# TASK BRIEF:
Every line of the material has to be retyped exactly.

# TASK MATERIAL:
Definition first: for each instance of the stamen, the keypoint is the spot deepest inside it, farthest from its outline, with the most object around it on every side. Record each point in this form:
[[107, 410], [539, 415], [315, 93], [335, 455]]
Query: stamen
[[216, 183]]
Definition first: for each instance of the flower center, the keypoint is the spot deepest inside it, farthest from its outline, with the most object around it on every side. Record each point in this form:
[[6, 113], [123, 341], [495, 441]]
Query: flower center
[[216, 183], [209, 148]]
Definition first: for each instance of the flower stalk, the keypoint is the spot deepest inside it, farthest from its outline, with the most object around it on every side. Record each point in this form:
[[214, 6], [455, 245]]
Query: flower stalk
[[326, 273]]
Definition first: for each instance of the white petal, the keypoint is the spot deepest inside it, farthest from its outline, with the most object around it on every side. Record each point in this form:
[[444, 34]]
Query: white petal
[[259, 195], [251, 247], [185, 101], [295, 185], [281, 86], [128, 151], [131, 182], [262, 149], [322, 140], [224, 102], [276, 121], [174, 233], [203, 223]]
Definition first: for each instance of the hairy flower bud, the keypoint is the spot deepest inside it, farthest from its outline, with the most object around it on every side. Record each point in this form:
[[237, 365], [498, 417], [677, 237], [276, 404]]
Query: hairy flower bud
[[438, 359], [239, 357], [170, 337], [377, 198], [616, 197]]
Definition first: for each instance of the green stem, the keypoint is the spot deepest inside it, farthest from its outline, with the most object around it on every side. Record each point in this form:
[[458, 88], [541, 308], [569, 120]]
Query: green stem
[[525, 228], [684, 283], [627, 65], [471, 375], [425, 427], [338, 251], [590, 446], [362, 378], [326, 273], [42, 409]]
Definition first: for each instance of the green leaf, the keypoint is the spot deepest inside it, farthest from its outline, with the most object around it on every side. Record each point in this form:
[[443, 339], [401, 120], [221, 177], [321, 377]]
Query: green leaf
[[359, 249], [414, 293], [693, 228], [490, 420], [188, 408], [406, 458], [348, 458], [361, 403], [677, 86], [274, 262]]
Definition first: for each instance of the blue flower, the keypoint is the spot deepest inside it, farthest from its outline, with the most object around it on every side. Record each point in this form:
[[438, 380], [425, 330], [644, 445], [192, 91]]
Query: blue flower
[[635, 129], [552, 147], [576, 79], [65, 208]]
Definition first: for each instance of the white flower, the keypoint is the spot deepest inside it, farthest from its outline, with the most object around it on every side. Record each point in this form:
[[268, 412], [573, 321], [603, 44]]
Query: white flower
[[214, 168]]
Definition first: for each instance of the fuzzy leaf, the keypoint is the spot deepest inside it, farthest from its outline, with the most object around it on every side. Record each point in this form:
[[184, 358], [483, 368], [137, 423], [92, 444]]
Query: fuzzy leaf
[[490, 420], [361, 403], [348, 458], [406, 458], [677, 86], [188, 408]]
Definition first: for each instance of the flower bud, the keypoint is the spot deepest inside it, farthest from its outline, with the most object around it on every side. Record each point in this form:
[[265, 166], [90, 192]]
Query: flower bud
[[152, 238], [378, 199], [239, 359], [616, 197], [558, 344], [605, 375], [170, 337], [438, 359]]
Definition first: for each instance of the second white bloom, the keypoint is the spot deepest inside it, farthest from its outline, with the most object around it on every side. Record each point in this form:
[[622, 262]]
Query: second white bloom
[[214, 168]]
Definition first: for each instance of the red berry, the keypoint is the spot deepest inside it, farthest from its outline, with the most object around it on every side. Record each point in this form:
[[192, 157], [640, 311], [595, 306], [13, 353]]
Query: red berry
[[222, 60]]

# RESULT OF THIS EXERCISE:
Definition first: for each instance of the stamen, the keypoint is the spot deepest inside it, farthest from its outline, with the most object around it on every side. Record each point in this form:
[[107, 410], [539, 415], [315, 93], [335, 455]]
Query: stamen
[[216, 183]]
Definition first: for each instance of the flower center, the keypoint is the spot deepest inside it, farthest from its outline, with the most object around it on every side. Record each point in this form:
[[6, 113], [123, 341], [495, 441]]
Query: flower center
[[216, 183], [209, 148]]
Definition first: for each instance of the flower stalk, the keypoint is the spot deepest inside it, farthest from its outline, with the most object around it on every side. Record each point in this form:
[[214, 6], [455, 245]]
Query: flower stalk
[[326, 273]]
Definition first: for each instance of the white petal, the keypoint is the spot deepest inside it, farthest from its outline, with the most object around it on every side. Record each point in this form:
[[444, 34]]
Query: white petal
[[259, 195], [251, 247], [185, 101], [295, 185], [281, 86], [128, 151], [131, 182], [262, 149], [322, 140], [224, 102], [276, 121], [174, 233], [203, 223]]
Definition first: for each instance of the hairy flower bud, the keypoint is the spot deepest inside it, farthest from its outline, with the most object around it on every side. Record each point in this form:
[[237, 365], [498, 417], [677, 237], [276, 404]]
Query: hairy flower bud
[[438, 359], [239, 357], [170, 337], [377, 198], [616, 197]]
Definition first: for each instance of the green stem, the keypoint is the spot deepest inside it, farthest from its outline, with the most object around it on every side. Record each point in this form:
[[458, 88], [541, 308], [569, 120]]
Query: green stem
[[525, 228], [684, 283], [627, 65], [471, 375], [425, 427], [338, 251], [590, 446], [362, 378], [326, 273], [42, 409]]
Definition first: for each instance of the green leaf, the keypoint is the spot deepest inside it, farthest from its outline, with the most object around it on every side. Record each point in this form:
[[443, 339], [401, 120], [221, 177], [321, 377]]
Query: green leaf
[[359, 249], [414, 293], [693, 228], [490, 420], [188, 408], [406, 458], [348, 458], [361, 403], [677, 86], [274, 262]]
Definition first: for each instance of the blue flower, the keypoint is the spot deepest inside it, farthest from its outline, with the most object around it on every side. Record each point in this form:
[[438, 380], [425, 330], [644, 445], [192, 91]]
Query: blue flower
[[635, 129], [552, 147], [576, 79], [65, 208]]
Definition first: for each instance of the white flower, the keypoint is the spot deepest inside it, farthest from its outline, with the most object around it on every side. Record each point in this form:
[[268, 412], [573, 321], [603, 44]]
Query: white flower
[[214, 168]]
Definition first: for each instance of the fuzzy leaf, the keypoint is the spot deepest inside it, farthest from its outline, with the most object around it on every side. Record each point in this form:
[[184, 358], [483, 368], [137, 423], [92, 444]]
Query: fuzzy leaf
[[490, 420], [361, 403], [348, 458], [406, 458], [677, 86], [188, 408]]
Definition first: for each instance of the flower bud, the keypoint is the spot deepest inside it, farthest from its outline, with the most object around it on every side. Record each point in this form:
[[265, 166], [90, 192]]
Query: flower bud
[[152, 238], [378, 199], [239, 359], [616, 197], [558, 344], [605, 375], [170, 337], [438, 359]]
Definition first: for each instance of the second white bloom, the keypoint is the spot deepest inside it, farthest from its outline, with the most object around it on every side. Record each point in this form:
[[622, 262]]
Query: second white bloom
[[214, 168]]
Definition first: for each instance of the red berry, the keypoint is the spot deepest inside it, farthest from its outline, with the most object around it on every side. Record each point in this form:
[[192, 157], [640, 311], [595, 306], [13, 353]]
Query: red berry
[[222, 60]]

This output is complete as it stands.